Some records
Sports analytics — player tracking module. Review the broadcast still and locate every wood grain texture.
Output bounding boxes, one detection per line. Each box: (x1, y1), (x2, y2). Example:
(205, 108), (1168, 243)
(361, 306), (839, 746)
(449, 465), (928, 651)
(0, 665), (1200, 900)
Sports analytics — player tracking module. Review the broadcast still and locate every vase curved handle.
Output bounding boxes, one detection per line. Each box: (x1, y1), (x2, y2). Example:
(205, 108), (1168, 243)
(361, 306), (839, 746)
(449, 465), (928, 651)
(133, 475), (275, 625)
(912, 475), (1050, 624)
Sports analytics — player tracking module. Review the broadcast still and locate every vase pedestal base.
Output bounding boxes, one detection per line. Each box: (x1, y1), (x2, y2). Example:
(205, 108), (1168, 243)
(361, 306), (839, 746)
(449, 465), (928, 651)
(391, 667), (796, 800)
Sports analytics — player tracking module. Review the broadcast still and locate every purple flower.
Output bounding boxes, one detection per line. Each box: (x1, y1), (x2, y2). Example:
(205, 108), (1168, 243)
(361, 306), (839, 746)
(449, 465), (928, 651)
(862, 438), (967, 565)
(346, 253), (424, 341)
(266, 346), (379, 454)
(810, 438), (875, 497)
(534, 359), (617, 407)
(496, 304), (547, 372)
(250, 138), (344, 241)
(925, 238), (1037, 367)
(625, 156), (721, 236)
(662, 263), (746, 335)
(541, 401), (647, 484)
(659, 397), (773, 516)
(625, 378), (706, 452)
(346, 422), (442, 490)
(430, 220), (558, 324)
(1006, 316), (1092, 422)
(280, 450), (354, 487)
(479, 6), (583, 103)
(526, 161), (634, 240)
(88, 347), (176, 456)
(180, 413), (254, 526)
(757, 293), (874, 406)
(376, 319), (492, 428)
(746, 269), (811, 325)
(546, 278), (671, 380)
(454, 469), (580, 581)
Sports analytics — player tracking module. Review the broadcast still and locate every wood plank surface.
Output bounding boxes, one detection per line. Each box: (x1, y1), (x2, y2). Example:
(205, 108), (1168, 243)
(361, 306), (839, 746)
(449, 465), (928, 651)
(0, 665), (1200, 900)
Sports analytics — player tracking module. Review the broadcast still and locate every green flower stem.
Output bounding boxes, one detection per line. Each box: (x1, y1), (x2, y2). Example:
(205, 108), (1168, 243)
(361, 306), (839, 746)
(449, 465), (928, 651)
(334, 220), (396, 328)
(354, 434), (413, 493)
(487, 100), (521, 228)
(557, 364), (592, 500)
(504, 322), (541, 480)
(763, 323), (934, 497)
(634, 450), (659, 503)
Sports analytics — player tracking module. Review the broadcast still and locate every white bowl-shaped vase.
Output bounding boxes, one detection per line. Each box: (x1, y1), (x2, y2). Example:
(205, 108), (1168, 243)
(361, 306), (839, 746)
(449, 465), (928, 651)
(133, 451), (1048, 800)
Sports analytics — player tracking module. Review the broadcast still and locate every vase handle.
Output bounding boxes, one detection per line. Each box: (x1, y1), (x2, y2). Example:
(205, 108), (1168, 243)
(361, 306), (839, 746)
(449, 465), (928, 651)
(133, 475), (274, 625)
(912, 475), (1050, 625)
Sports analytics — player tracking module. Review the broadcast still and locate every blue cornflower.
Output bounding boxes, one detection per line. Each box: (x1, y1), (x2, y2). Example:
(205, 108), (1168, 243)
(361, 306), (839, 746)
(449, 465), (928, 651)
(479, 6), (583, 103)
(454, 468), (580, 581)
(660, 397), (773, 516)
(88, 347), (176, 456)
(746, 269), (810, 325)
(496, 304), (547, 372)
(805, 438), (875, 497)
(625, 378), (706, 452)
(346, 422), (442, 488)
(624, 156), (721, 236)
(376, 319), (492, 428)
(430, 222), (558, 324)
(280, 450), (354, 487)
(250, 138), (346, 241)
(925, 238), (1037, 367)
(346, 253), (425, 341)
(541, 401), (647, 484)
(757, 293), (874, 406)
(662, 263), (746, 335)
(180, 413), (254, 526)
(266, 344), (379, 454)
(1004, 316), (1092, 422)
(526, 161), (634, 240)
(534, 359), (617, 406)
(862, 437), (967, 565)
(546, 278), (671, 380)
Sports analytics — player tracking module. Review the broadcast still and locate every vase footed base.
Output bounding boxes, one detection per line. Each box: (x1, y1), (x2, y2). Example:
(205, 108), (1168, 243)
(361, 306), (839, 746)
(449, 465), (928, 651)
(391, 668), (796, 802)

**Exercise instructions:**
Please change "broadcast still" to "match footage" throughout the material, keeping everything else the same.

**Output of the task:**
Sports analytics — player tracking module. Review the match footage and locate every wood grain texture.
Output bounding boxes, one detection per line. Each box: (x1, y1), (x2, y2). Example:
(205, 108), (1168, 243)
(361, 306), (839, 746)
(449, 465), (928, 651)
(0, 665), (1200, 900)
Sports analytics — player tracking module. Review the match footage and locate every vase curved handle.
Output bounding boxes, one detection per line. Each box: (x1, y1), (x2, y2). Example:
(205, 108), (1168, 243)
(361, 306), (839, 746)
(449, 465), (928, 651)
(133, 475), (275, 625)
(912, 475), (1050, 624)
Sports analytics — player tracking module. Review the match footage and locate every vase pedestal base.
Output bounding boxes, one detection per line. Each box: (x1, y1), (x2, y2). Example:
(205, 108), (1168, 243)
(361, 306), (839, 746)
(449, 465), (928, 651)
(391, 667), (796, 800)
Sports analytics — player tracking module. Review the match footage and locate every purple flower.
Output bounding boxes, one detection per line. Each box: (x1, y1), (x2, y2). Example:
(205, 108), (1168, 243)
(361, 306), (839, 746)
(449, 465), (928, 651)
(862, 438), (967, 565)
(346, 253), (424, 341)
(266, 346), (379, 454)
(810, 438), (875, 497)
(534, 359), (617, 407)
(496, 304), (547, 372)
(250, 138), (344, 241)
(925, 238), (1037, 367)
(625, 156), (721, 236)
(662, 263), (746, 335)
(541, 401), (647, 484)
(659, 397), (773, 516)
(625, 378), (706, 452)
(346, 422), (442, 490)
(430, 220), (558, 324)
(1006, 316), (1092, 422)
(280, 450), (354, 487)
(479, 6), (583, 103)
(526, 161), (634, 240)
(88, 347), (176, 456)
(180, 413), (254, 526)
(757, 293), (874, 406)
(376, 319), (492, 428)
(746, 269), (811, 325)
(546, 278), (671, 380)
(454, 469), (580, 581)
Sports analytics — player tracking module. Review the match footage and locate every wood plank surface.
Output bounding boxes, one detection per line. Each box: (x1, y1), (x2, y2). Example:
(205, 108), (1168, 243)
(361, 306), (839, 746)
(449, 465), (928, 651)
(0, 665), (1200, 900)
Sports analytics — player tracking module. Review the match footage and locate every green flower stem.
Output bounding boxes, one detection per line. Each box: (x1, y1), (x2, y2). Example:
(205, 108), (1168, 243)
(361, 306), (839, 746)
(449, 465), (928, 651)
(334, 220), (396, 328)
(354, 434), (413, 493)
(487, 100), (521, 228)
(557, 364), (592, 500)
(504, 322), (541, 480)
(763, 323), (934, 497)
(634, 450), (659, 503)
Sports analytics — player tracking module. Review the match footage and locate every white bowl-shaped vase.
Output bounding boxes, one detection per line. Each box: (x1, y1), (x2, y2). Example:
(205, 108), (1168, 243)
(361, 306), (839, 746)
(449, 465), (928, 651)
(133, 451), (1048, 800)
Sports analytics — player tracking module. Review the match footage and locate every vase handle.
Output bounding boxes, one detection per line. Each box: (x1, y1), (x2, y2). Example:
(205, 108), (1168, 243)
(361, 306), (839, 746)
(449, 465), (928, 651)
(133, 475), (274, 625)
(912, 475), (1050, 625)
Sports analytics — player tracking module. Review the match footage and locate every blue cornflower.
Output bounding boxes, one detection per line. Each box: (x1, y1), (x2, y2). Example:
(205, 108), (1168, 243)
(361, 306), (839, 746)
(449, 465), (928, 651)
(479, 6), (583, 103)
(454, 468), (580, 581)
(660, 397), (773, 516)
(88, 347), (176, 456)
(746, 269), (810, 325)
(496, 304), (547, 372)
(805, 438), (875, 497)
(625, 378), (706, 452)
(346, 422), (442, 488)
(624, 156), (721, 236)
(376, 319), (492, 428)
(430, 222), (558, 324)
(280, 450), (354, 487)
(250, 138), (346, 241)
(925, 238), (1037, 367)
(346, 253), (425, 341)
(541, 401), (647, 484)
(757, 293), (874, 406)
(662, 263), (746, 335)
(180, 413), (254, 526)
(266, 344), (379, 454)
(1004, 316), (1092, 422)
(526, 161), (634, 240)
(534, 359), (617, 406)
(862, 437), (967, 565)
(546, 278), (671, 380)
Sports analytics — player tracking module. Review the match footage and locate every vase footed base.
Output bounding boxes, one detection per line. Each box: (x1, y1), (x2, y2). Example:
(205, 108), (1168, 243)
(361, 306), (839, 746)
(449, 465), (928, 651)
(391, 668), (796, 802)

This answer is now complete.